SELECTED PASSAGE >>
* * *
Sarah Thomas En Route To Mightily Raising The Bar
Photo courtesy of James Musselwhite, Outdoor Swimmer Magazine.
Sarah Thomas is raising the bar in the endurance sports world so high, it is difficult to fathom. With a two-way 24-hour’ish crossing of the English Channel finished, the cancer survivor is on her third consecutive crossing with plans to do an unprecedented four-way.
How does a woman with breast cancer go into remission after a tough battle – and then attempt something that has never before come even close to being achieved? She is not raising the bar by a little, she is absolutely smashing it Beamonesque style.
Swimming world records in the pool are usually broken by tenths of a seconds and track records by similar amounts. Records in extreme and endurance sports are similarly set by relatively incremental amounts. But Thomas is en route – especially if the conditions hold – to absolutely crush the three-way 100.5 km crossings performed by Jon Erikson (38 hours 27 minutes in 1981), Philip Rush (28 hours 21 minutes in 1987), Alison Streeter (34 hours 40 minutes in 1990), and Chloë McCardel (36 hours 12 minutes in 2015).
* * *
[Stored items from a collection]
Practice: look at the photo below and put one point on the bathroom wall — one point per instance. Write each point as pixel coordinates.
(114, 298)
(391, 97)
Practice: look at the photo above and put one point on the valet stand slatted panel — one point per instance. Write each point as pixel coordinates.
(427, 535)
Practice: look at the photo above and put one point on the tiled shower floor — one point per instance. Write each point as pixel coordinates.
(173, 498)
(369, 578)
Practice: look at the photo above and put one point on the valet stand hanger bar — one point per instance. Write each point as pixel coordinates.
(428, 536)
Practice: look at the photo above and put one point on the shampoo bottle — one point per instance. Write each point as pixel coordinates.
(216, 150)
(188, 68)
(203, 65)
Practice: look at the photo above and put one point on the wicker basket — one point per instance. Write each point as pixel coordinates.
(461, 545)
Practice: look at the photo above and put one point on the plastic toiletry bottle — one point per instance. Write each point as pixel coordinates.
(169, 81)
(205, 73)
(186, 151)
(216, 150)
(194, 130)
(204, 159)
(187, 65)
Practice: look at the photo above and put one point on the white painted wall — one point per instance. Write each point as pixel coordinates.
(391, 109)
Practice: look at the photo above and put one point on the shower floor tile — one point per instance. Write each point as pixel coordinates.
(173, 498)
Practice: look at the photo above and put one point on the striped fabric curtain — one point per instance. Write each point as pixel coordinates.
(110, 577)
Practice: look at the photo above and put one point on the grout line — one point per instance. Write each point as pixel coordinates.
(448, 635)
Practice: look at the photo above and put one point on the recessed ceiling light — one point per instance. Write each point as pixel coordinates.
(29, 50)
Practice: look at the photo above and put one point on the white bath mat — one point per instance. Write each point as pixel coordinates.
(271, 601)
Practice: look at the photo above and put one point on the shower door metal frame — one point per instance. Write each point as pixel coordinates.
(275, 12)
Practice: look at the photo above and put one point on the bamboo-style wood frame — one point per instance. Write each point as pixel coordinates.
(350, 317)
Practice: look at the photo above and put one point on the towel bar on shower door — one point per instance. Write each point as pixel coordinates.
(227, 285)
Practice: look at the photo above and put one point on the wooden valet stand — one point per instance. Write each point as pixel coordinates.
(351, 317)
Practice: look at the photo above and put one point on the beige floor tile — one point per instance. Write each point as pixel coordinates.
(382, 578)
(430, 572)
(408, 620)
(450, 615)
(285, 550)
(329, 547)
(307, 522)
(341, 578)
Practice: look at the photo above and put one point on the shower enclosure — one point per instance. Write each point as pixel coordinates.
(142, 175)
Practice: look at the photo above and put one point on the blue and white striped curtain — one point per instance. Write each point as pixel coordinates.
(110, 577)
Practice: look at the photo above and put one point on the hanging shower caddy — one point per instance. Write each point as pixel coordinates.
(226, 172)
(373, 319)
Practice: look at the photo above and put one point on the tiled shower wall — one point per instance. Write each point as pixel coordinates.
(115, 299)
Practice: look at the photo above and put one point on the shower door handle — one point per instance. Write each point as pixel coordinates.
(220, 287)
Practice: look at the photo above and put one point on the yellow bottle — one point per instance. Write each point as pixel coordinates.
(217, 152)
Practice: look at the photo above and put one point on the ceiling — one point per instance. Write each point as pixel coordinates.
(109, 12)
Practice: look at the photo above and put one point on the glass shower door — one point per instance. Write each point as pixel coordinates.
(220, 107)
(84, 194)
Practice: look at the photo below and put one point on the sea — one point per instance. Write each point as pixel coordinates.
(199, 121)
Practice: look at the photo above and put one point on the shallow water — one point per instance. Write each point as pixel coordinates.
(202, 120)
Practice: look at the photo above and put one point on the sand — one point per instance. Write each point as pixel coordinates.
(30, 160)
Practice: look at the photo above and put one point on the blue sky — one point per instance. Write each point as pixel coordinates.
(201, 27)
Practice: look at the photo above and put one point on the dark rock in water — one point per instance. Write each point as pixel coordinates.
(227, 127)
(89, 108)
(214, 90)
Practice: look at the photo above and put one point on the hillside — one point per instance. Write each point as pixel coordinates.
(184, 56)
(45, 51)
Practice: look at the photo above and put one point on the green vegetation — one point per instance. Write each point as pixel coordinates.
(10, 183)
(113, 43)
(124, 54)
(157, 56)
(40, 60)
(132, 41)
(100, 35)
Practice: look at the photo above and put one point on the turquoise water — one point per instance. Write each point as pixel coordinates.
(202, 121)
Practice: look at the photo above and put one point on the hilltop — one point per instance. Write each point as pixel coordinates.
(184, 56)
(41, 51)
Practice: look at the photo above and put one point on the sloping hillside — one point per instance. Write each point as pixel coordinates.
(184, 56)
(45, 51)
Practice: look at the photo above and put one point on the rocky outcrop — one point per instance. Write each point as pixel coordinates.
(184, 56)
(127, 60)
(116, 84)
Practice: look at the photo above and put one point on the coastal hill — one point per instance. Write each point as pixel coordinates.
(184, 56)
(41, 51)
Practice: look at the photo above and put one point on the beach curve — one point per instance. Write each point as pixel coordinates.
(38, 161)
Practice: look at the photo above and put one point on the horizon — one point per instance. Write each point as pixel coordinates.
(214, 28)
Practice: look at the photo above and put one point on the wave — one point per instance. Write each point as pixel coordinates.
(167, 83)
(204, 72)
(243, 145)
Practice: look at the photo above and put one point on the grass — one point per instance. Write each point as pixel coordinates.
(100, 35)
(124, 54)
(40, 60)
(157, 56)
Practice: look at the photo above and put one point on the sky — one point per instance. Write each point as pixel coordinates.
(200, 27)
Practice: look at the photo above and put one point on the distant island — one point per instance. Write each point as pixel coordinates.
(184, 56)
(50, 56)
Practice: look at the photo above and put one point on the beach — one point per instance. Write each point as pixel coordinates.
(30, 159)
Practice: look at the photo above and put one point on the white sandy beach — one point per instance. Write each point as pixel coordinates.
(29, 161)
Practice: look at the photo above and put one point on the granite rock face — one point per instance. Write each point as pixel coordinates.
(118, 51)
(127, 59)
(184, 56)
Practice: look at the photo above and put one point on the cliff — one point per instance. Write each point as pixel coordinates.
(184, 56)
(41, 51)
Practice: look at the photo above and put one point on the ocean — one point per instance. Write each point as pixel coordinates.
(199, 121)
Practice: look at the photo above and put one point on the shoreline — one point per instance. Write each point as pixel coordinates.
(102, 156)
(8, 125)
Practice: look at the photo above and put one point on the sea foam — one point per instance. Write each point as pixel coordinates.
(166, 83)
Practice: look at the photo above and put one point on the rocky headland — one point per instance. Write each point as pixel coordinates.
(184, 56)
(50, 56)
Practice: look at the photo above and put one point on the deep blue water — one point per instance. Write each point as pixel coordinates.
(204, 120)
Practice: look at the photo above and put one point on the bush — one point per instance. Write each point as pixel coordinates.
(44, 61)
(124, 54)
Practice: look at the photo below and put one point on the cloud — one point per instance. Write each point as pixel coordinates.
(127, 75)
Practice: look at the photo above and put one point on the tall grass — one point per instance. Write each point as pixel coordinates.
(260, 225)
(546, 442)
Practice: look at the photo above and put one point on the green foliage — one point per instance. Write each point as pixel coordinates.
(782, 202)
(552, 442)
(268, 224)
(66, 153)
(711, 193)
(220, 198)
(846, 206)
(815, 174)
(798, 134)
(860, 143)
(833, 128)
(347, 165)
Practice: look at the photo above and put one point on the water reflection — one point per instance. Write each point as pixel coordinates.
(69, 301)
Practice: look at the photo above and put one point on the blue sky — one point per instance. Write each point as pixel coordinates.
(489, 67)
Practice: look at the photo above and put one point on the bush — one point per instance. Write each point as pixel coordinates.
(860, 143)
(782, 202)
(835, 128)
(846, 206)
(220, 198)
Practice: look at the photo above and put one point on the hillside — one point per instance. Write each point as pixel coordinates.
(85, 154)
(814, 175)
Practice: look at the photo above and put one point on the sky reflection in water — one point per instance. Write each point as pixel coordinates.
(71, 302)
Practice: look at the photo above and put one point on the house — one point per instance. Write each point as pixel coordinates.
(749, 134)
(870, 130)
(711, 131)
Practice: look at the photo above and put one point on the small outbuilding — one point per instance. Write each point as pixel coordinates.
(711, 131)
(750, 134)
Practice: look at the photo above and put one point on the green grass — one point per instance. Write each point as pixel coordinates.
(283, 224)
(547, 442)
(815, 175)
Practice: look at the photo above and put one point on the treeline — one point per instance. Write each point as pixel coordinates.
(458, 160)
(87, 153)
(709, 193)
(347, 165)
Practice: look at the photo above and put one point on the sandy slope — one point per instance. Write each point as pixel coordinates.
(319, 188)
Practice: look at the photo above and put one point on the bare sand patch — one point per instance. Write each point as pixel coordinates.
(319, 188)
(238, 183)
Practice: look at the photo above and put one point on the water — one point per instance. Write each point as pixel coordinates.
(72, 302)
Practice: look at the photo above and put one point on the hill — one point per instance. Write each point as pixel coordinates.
* * *
TASKS FOR THIS EXERCISE >>
1 - In the article about Sarah Thomas, how long did Philip Rush's three-way crossing take, and in what year?
2 - In one to three sentences, explain why the Sarah Thomas article says she is smashing the bar rather than raising it by a little.
3 - Write the next part of the article about Sarah Thomas, starting after its last sentence.

YOUR RESPONSES >>
1 - Philip Rush's three-way crossing took 28 hours 21 minutes, in 1987.

2 - Pool and track records are usually broken by tenths of a second, and endurance records also improve by relatively small amounts. Thomas, however, plans an unprecedented four-way crossing of the English Channel. That would crush the three-way crossings by Erikson, Rush, Streeter, and McCardel.

3 -
Sarah Thomas is showing the world how a human – an individual who overcame cancer – can 134 km to enter into the Pantheon of all-time endurance sports greats…watch her progress here.
To learn more about Sarah Thomas’ feat, read Outdoor Swimmer Magazine.
TRACKRS shows her progress as of Monday morning, September 16th just about to complete a three-way crossing after 36 hours 52 minutes.
Footnote: she completed the 4-way crossing in 54 hours 10 minutes.